------ Data records ------

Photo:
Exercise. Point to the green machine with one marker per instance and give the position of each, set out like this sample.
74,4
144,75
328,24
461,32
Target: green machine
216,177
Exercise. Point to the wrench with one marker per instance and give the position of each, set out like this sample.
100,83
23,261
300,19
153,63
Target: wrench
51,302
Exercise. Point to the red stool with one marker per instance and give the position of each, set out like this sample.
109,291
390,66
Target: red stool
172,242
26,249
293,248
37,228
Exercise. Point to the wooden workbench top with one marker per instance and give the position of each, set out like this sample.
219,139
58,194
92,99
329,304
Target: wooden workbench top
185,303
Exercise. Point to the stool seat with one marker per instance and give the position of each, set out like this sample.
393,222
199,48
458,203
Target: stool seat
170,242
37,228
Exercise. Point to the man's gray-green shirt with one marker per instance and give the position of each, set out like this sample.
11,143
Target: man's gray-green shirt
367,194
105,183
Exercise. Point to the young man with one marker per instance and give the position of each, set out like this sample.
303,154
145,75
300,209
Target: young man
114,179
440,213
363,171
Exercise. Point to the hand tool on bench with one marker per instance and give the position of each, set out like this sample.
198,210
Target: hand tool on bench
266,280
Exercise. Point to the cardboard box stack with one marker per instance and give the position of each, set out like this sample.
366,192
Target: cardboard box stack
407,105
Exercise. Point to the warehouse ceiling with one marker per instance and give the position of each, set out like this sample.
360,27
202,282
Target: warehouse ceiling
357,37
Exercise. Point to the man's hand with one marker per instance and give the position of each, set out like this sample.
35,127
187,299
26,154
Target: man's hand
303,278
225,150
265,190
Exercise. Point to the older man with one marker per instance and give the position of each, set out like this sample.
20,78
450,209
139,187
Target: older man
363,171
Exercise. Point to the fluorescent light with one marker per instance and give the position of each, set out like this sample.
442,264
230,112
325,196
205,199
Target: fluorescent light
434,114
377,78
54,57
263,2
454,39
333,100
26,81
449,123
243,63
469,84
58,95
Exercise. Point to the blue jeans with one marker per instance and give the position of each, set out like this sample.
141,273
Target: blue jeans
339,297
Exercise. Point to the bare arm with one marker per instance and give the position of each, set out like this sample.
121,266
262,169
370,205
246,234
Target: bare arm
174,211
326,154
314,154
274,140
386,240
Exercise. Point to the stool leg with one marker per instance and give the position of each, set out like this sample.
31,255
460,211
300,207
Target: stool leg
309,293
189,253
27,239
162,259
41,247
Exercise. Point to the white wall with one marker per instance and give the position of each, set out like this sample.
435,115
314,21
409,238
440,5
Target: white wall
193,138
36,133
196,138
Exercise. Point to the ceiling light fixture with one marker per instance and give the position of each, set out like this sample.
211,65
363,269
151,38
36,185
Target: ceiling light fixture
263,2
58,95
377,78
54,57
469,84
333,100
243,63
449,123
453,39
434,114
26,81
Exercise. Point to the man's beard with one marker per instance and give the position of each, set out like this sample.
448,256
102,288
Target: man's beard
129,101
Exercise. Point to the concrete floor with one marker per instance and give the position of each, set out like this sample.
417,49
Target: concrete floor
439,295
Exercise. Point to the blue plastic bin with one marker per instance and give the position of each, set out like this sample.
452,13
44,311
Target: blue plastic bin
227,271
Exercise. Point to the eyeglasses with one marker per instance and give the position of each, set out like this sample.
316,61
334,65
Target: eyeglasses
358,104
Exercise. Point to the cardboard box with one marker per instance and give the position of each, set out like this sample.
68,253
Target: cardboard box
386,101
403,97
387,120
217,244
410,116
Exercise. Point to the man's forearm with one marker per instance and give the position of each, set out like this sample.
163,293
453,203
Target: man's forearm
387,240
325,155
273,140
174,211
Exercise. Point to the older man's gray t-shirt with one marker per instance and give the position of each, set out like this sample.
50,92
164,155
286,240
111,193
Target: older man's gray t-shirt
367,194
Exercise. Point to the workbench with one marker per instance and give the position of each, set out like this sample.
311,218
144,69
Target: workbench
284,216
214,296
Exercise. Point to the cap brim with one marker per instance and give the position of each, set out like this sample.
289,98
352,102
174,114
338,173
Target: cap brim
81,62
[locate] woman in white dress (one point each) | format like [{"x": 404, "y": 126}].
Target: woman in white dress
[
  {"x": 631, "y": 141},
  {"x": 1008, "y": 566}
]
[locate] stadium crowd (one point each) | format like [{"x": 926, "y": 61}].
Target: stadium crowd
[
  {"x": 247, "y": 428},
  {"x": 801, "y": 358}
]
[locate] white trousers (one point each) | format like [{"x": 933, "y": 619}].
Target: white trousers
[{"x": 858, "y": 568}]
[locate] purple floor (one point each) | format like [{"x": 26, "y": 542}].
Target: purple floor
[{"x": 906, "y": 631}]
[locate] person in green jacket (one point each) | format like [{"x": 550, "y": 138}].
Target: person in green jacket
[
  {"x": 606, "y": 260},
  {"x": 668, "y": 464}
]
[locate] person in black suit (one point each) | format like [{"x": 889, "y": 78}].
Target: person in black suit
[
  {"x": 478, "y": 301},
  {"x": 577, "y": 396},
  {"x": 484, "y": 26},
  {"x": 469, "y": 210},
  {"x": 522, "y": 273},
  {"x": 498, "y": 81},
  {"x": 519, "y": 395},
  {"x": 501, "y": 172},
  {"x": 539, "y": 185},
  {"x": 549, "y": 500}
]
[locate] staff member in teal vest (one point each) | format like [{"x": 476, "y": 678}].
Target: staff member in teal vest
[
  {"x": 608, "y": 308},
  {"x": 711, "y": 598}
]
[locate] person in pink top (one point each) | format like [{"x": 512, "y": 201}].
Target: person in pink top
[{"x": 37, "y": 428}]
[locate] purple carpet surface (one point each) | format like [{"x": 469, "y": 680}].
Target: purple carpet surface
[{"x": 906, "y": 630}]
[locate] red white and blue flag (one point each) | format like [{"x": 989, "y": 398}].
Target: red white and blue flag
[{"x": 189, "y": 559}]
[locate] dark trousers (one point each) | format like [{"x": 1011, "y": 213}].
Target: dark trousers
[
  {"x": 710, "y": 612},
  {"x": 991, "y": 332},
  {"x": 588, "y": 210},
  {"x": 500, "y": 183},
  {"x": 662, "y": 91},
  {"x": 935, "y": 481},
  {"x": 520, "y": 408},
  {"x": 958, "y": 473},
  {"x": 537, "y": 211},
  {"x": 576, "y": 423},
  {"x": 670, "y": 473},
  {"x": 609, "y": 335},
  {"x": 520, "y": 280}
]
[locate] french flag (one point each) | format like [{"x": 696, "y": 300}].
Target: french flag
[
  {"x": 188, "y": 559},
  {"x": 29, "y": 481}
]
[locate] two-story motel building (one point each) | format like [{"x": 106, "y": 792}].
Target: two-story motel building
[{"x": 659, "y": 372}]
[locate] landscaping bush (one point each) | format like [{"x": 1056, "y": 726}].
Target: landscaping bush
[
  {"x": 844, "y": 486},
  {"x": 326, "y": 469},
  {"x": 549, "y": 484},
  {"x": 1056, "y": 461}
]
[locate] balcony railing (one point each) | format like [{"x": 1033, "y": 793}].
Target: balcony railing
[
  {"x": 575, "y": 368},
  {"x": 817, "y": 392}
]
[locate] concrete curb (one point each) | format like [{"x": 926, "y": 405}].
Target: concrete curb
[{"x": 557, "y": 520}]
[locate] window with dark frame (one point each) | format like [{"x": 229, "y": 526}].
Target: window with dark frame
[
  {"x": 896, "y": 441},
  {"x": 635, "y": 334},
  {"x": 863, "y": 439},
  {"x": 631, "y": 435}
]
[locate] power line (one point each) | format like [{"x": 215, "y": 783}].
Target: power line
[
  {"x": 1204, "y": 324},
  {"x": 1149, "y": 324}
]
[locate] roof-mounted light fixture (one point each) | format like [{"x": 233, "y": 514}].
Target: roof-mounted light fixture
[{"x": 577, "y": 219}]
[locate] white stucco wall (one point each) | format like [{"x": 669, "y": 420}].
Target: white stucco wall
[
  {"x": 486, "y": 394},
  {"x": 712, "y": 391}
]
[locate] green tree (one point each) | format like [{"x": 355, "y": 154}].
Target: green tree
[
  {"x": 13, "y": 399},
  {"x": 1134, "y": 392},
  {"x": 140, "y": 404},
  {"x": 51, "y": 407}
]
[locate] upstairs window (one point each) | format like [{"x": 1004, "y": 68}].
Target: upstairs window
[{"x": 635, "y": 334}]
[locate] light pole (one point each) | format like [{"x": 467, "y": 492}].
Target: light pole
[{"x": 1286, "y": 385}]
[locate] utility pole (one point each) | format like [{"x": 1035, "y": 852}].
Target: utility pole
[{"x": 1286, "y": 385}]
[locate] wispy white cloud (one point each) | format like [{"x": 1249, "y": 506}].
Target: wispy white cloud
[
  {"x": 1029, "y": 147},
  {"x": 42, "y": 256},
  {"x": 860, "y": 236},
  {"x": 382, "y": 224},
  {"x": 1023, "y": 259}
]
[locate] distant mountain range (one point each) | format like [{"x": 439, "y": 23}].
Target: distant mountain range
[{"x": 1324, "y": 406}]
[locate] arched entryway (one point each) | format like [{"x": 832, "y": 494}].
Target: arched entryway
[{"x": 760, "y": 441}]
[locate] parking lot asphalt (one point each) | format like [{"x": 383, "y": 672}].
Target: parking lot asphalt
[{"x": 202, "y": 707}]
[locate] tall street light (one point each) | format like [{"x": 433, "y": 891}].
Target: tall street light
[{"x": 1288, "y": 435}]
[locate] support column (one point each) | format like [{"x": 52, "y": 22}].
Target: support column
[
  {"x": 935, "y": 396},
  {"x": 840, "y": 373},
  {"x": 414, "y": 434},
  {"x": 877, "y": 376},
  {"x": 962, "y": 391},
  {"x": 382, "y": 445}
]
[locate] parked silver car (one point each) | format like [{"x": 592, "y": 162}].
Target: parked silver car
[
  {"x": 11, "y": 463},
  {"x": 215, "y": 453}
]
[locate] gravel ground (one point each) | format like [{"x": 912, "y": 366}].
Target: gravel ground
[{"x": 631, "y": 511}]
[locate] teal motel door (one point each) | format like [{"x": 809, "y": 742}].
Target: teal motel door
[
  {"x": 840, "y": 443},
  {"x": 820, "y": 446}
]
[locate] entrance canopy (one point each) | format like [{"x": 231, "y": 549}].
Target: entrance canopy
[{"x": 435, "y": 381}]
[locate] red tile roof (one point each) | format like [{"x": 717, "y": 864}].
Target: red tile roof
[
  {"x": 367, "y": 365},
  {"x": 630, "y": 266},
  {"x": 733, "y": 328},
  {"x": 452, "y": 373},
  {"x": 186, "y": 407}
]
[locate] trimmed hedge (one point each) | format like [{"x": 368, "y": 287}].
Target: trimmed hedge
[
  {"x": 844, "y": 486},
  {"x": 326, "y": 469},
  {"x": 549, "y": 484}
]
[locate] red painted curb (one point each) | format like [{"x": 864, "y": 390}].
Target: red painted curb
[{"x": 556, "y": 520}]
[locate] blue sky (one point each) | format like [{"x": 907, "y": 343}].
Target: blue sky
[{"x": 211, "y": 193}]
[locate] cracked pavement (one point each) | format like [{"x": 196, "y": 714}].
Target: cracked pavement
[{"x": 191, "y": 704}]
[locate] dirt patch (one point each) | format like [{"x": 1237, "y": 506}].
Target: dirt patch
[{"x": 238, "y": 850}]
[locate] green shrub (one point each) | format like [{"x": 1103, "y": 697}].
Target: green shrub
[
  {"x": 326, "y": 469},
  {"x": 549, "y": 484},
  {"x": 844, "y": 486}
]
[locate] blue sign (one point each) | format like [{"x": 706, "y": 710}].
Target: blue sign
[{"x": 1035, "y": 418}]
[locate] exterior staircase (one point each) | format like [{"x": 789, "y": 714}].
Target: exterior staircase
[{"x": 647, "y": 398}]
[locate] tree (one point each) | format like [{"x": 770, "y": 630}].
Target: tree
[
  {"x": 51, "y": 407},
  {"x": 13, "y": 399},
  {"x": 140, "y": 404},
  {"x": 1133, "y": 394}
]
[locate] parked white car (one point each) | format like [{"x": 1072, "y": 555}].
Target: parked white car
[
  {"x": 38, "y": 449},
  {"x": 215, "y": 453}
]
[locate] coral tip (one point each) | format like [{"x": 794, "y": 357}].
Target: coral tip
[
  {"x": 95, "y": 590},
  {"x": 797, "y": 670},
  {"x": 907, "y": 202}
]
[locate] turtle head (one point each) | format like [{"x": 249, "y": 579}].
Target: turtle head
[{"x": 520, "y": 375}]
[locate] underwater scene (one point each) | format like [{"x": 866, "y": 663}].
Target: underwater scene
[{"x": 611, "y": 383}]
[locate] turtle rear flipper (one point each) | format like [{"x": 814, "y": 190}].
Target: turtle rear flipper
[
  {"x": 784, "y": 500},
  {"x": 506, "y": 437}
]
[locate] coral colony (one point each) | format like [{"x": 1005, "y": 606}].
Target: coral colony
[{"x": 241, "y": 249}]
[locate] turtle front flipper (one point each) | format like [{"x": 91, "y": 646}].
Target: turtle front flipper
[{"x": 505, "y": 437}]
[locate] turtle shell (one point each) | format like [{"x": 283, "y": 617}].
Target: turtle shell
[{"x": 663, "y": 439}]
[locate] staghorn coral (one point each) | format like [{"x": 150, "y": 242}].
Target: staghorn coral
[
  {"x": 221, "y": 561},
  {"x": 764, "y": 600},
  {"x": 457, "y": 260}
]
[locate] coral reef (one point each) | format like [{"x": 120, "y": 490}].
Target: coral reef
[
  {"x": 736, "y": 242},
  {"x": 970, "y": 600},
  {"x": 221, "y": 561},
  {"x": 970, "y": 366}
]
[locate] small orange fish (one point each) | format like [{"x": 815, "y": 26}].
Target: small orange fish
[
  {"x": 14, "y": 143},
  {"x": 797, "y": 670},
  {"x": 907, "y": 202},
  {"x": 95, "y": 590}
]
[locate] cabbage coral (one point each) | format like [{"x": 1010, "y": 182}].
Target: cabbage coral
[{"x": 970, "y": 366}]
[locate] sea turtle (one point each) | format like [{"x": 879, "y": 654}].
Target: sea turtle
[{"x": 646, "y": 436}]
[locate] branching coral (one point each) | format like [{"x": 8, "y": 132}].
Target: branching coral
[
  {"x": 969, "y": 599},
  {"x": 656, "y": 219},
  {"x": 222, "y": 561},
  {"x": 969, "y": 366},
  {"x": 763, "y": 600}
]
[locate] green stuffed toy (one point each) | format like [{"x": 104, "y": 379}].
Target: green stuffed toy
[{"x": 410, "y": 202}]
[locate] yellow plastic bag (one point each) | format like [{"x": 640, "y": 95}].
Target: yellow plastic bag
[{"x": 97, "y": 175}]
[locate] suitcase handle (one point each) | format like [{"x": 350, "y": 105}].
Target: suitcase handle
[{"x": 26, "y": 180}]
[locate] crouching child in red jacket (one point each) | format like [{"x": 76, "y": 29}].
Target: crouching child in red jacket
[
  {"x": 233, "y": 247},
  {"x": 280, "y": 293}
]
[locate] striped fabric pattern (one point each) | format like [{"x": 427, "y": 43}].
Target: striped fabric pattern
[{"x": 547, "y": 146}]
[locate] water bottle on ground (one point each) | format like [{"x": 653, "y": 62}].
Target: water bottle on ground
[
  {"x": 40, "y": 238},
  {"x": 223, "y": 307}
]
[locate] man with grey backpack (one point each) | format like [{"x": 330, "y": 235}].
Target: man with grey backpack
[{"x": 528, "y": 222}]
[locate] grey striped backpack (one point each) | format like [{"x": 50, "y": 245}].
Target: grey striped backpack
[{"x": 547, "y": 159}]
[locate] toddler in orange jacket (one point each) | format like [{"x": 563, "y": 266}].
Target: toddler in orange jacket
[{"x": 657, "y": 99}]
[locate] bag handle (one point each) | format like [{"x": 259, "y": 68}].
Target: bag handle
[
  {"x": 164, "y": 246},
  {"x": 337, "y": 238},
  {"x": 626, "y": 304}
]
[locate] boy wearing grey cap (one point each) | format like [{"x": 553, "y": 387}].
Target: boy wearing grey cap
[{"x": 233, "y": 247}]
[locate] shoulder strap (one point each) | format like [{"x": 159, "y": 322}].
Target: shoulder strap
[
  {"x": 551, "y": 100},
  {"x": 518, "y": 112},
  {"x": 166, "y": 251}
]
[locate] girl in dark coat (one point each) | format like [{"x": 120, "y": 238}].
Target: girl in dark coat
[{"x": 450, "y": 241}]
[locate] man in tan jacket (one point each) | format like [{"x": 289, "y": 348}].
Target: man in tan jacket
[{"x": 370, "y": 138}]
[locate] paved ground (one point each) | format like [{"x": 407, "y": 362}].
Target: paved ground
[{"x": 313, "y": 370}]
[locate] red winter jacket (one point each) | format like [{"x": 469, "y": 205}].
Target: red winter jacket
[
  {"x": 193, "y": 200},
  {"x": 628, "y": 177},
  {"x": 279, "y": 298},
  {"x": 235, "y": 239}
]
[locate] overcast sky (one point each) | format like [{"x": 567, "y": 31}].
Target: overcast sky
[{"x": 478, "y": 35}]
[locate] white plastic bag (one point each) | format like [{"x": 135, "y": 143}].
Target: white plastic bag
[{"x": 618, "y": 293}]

------

▶ Aim of the task:
Begin with the line that contains "[locate] man in" and set down each line exactly until the records above end, including the final line.

▶ Solved exercise:
[locate] man in tan jacket (one point each) | format like [{"x": 289, "y": 348}].
Target: man in tan jacket
[{"x": 370, "y": 138}]
[locate] paved ground (one point each) | format like [{"x": 407, "y": 362}].
Target: paved ground
[{"x": 313, "y": 370}]
[locate] red winter jacket (one point each) | format like [{"x": 469, "y": 205}].
Target: red winter jacket
[
  {"x": 193, "y": 200},
  {"x": 628, "y": 177},
  {"x": 279, "y": 298},
  {"x": 235, "y": 239}
]
[locate] overcast sky (one point each) | format like [{"x": 567, "y": 31}].
Target: overcast sky
[{"x": 478, "y": 35}]
[locate] white plastic bag (one point each) | format like [{"x": 135, "y": 143}].
Target: white plastic bag
[{"x": 618, "y": 293}]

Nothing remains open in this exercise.